● **EXERCISE REQUIREMENTS**
Rewrite every line of the material below in full, multiplying each pixel coordinate in the point pairs by 2.45 and rounding to the nearest whole number, with halves rounded up. Keep all other text as is, and leave out the pictures.

━━━━━ SUPPLIED ENTRIES ━━━━━

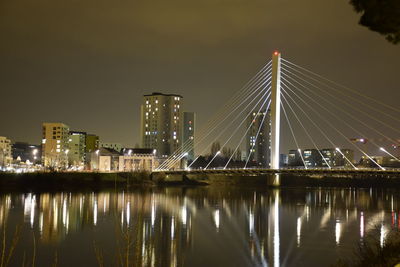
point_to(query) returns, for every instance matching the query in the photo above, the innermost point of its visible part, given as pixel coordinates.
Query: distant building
(161, 123)
(312, 158)
(137, 159)
(294, 158)
(189, 124)
(335, 159)
(77, 148)
(55, 146)
(258, 138)
(92, 143)
(5, 152)
(27, 153)
(104, 160)
(283, 160)
(115, 146)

━━━━━

● **RESPONSE FOR THIS EXERCISE**
point_to(query) returns, for every instance matching the query in the photo above, the innermost point of its visible part, given as pixel coordinates.
Query: distant building
(394, 301)
(764, 387)
(336, 390)
(720, 387)
(463, 304)
(821, 390)
(189, 363)
(135, 358)
(632, 338)
(225, 350)
(12, 372)
(66, 375)
(255, 392)
(693, 392)
(282, 358)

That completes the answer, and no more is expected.